> **ENTRIES PROVIDED**
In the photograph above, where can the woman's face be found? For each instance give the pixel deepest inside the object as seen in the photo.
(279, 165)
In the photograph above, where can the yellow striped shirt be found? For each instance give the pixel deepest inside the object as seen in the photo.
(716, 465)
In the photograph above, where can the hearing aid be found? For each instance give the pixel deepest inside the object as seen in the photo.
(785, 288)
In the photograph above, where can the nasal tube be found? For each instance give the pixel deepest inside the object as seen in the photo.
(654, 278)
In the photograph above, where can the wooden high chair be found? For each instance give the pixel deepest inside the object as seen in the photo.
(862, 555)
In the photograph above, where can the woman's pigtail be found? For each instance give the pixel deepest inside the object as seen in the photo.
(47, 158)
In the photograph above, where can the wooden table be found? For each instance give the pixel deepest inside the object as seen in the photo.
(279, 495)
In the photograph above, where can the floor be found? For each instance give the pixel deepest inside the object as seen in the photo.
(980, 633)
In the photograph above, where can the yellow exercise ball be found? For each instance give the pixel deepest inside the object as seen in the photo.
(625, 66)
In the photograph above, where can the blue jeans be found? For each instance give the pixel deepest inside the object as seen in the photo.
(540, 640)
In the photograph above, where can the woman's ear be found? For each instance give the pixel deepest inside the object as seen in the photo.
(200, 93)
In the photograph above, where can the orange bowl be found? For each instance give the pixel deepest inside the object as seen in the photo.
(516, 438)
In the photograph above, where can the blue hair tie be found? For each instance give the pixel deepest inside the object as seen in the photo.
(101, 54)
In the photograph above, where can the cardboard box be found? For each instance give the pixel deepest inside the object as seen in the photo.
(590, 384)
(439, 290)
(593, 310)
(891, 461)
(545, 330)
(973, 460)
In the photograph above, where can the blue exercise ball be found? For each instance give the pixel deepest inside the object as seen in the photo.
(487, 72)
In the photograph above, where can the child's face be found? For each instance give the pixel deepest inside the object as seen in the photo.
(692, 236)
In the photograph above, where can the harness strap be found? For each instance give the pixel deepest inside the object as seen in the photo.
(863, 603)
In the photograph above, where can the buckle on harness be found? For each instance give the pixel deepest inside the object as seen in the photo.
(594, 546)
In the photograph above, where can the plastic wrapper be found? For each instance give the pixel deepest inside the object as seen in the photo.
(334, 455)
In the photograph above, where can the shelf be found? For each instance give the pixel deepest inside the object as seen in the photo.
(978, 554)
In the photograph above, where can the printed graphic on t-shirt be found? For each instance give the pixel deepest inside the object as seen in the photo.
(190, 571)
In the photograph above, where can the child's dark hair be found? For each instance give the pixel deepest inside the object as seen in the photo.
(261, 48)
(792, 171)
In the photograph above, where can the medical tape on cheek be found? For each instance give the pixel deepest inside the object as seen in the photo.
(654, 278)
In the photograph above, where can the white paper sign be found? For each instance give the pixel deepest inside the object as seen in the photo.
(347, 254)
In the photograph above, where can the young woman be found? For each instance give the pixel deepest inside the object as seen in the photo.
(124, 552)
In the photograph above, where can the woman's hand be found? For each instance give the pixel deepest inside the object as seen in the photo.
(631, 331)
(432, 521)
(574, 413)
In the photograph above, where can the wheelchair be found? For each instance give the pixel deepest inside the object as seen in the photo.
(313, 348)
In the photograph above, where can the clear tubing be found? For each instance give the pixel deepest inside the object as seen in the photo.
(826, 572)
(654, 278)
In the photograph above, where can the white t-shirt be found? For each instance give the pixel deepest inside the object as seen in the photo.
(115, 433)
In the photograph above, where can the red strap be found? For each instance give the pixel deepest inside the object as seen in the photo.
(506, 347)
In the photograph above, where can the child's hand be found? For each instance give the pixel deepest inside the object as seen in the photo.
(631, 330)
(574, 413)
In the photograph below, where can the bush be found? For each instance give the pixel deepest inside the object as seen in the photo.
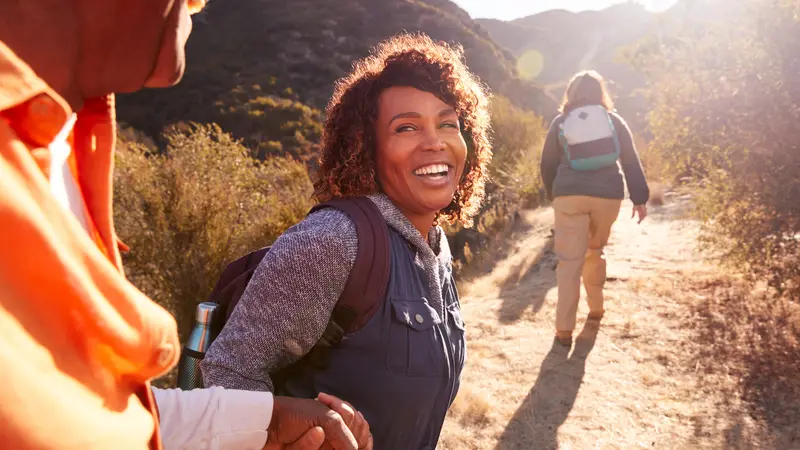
(187, 212)
(515, 179)
(725, 117)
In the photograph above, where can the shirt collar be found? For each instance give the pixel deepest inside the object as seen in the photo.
(36, 112)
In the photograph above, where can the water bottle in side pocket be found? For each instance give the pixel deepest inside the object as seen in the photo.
(189, 376)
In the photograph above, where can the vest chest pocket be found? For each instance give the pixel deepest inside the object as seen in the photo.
(415, 346)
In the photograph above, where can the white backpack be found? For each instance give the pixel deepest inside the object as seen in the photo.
(589, 138)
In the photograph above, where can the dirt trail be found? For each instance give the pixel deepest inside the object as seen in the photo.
(629, 384)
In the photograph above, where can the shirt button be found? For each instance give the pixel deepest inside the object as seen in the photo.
(42, 106)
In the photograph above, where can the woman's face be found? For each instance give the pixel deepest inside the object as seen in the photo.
(420, 151)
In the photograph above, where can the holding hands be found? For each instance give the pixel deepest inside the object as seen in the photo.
(326, 423)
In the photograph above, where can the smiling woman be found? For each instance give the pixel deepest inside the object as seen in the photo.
(407, 129)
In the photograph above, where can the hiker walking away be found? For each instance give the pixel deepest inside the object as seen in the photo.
(80, 344)
(585, 148)
(407, 129)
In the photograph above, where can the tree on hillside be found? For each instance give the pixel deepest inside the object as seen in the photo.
(188, 212)
(726, 108)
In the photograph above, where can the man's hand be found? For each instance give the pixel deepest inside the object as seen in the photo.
(304, 424)
(354, 420)
(641, 210)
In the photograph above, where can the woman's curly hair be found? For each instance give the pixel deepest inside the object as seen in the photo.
(347, 166)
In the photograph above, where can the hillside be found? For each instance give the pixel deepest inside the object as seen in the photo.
(264, 69)
(673, 365)
(558, 43)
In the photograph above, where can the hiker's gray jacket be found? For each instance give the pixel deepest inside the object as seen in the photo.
(562, 180)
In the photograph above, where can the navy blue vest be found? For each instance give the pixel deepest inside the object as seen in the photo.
(402, 370)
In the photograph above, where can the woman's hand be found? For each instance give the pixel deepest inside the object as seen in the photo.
(304, 424)
(354, 420)
(641, 210)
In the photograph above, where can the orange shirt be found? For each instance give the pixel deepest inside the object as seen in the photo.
(78, 343)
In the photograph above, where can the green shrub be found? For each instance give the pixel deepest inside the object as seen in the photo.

> **PROBLEM TO SOLVE**
Retype the data exactly as it stands, but keep the images out of your copy.

> **YOUR RESPONSE**
In the photograph above, where can the woman's face be found? For each instance give the pixel deepest inside the object as seen in the photo.
(279, 165)
In the photograph above, where can the yellow striped shirt be found? For each instance give the pixel deepest inside the object as seen in the photo.
(716, 465)
In the photograph above, where can the hearing aid be found? For each instance give the pixel deepest inside the object as seen in the photo.
(785, 288)
In the photograph above, where can the nasal tube be found? For each instance give the pixel deepest inside the object as seen in the photo.
(654, 278)
In the photograph above, where can the wooden high chair be found? For each instance give the pixel deepest inside the object as seen in the photo.
(862, 555)
In the photograph above, where can the woman's pigtail be found? For each instance give the pixel deepest inside the object as seen in the photo.
(47, 158)
In the photograph above, where can the wooden table be found? For each instance give the pixel deepest inside the object as seen in the photo.
(279, 495)
In the photograph above, where can the floor be found? For each instance give the pixel deepest inside the object as seen in the photo.
(980, 633)
In the photograph above, where can the yellow exercise ball be found? For each instance give the pixel deepest inside the object as seen in the photo.
(625, 66)
In the photograph above, where can the blue jeans be found? For each instance give the pixel deepest inside the object as seen in the photo.
(540, 640)
In the photograph above, where can the woman's ear be found? For each instance give the pixel deepest inside the object as seen in the photo.
(200, 93)
In the photograph above, where can the orange bowl be found? For each instance give the pixel deepest inside the object as seen in the photo.
(516, 438)
In the photograph above, where can the blue hair tie be found? For each instance give the pixel deepest inside the object as seen in the photo.
(101, 54)
In the photograph above, where can the cardboard box be found? For each instance give the pixel deepest inside the object as seen in the photo.
(590, 384)
(439, 290)
(593, 310)
(891, 461)
(545, 330)
(973, 460)
In the photograph above, where can the blue exercise ball be found? For each instance give the pixel deepest inside the object as seen in the photo.
(487, 72)
In the photograph above, where can the child's face be found? For each instance give the pixel deepest inside the object as seen in the photo.
(692, 236)
In the photograph above, where can the harness strap be found? For each instance give the pixel deepest inside the object as seen in the photo.
(863, 603)
In the photograph above, where can the buckle on harness be found? For each instance give the pixel deepest inside the object as seen in the photo.
(594, 546)
In the photograph above, where can the plastic wrapper be found? For each instance give the pixel deepest inside the object as seen in the photo.
(334, 455)
In the photograph above, where can the shelf be found? For each instance give the pixel deepest inside the object as seen in the photo.
(978, 554)
In the photograph above, where can the printed graphic on t-shirt be found? For each instance give the pixel deepest inside the object as seen in the photo.
(190, 571)
In the photograph above, where can the child's dark hair be found? For each instance give the pixel deepest inside the object as seen in the photo.
(261, 48)
(792, 171)
In the photograph above, where can the medical tape on cheek be found? For each instance give the pixel deepest inside the object as seen in the photo.
(654, 278)
In the photograph above, where can the white paper sign be found? For each instance give the pixel deepest inside the object as seen in the photo.
(347, 254)
In the photograph above, where can the young woman be found? For each instance give the pixel deepest inside the object as seen in the photo.
(124, 552)
In the photograph above, where can the woman's hand be found? For each instance give the pixel deepest inside the object as seen in the photo.
(631, 331)
(432, 521)
(574, 413)
In the photograph above, where can the wheelchair be found? For each instance give the pixel deepest inside the object as seen in the photo.
(313, 348)
In the photograph above, where can the clear tubing be found? For each instance give the pixel deepest inside the object as seen in the photo.
(826, 572)
(654, 278)
In the photograph above, where can the white t-shirt be found? For each instance give the pixel deepest inside the object as seen in the photo.
(115, 433)
In the photograph above, where can the red strap be found? For each instance give the pixel deepest inside the object as seen in the photo.
(506, 347)
In the photograph above, where can the child's hand be found? For each instance give the pixel deepest inside the object as seen in the photo.
(631, 330)
(574, 413)
In the photograph below, where can the bush be found? For each instance give the pixel deepest inside the object as seen in the photo.
(187, 212)
(515, 179)
(725, 117)
In the photograph above, where can the shirt collar be found? For each instance give the pixel deepest inside the object as seen in the photo.
(36, 112)
In the photograph above, where can the water bottle in side pocket be found? For each instance give the pixel deepest inside the object as seen in the photo.
(189, 376)
In the photograph above, where can the vest chest pocket be found? For each instance give the pixel deepest inside the object as seen in the photo.
(415, 346)
In the photograph above, where can the white backpack be found? For each instance give the pixel deepest inside the object as seen in the photo.
(589, 138)
In the photograph above, where can the dirt trail be found? For each instance give the pixel deepest inside the object as seen in the photo.
(629, 384)
In the photograph above, where can the shirt button be found? For each instance give the pixel deepest inside the object as seen in the photo.
(42, 106)
In the photograph above, where can the woman's face be found? For each instance give the pixel deepest inside the object as seen in the photo.
(420, 151)
In the photograph above, where can the holding hands be found? For each instance give the pixel deepest inside the object as seen in the photo.
(326, 423)
In the photograph above, where can the smiling woman be found? For each instance give the pixel deepest inside the object as seen in the photo.
(407, 129)
In the photograph above, where can the hiker walking away be found? For each instance give the pixel deepest inside the object as seen in the photo.
(80, 344)
(585, 148)
(407, 129)
In the photograph above, where can the tree on hillside be found? For each instance give the pixel deepest inside the object as seen in the photo.
(188, 212)
(726, 108)
In the photograph above, where can the man's hand be found? For each instance give the pixel deepest inside the object as seen in the photo.
(304, 424)
(354, 420)
(641, 210)
In the photograph above, where can the woman's curly hair be found? For each instance give the pixel deepest inside the object as seen in the photo.
(347, 166)
In the photograph above, where can the hillside be found? For each instance give the pixel deepest inside the object as seen in the photo.
(264, 69)
(673, 365)
(558, 43)
In the photograph above, where can the hiker's gray jacket be found? For each instance give the pixel deepest inside the object as seen in the photo.
(562, 180)
In the photograph above, where can the navy blue vest be found? For each instance give the pixel deepest inside the object as seen in the photo.
(402, 370)
In the photograph above, where can the woman's hand be found? For each instance give the pixel deepest inside the object as seen in the photo.
(304, 424)
(354, 420)
(641, 210)
In the photograph above, where can the orange shirt be found? For each instance give the pixel deepest inside the object as seen in the photo.
(78, 343)
In the photograph above, where can the green shrub be found? For each instance give the pixel deepest inside the object as seen in the photo.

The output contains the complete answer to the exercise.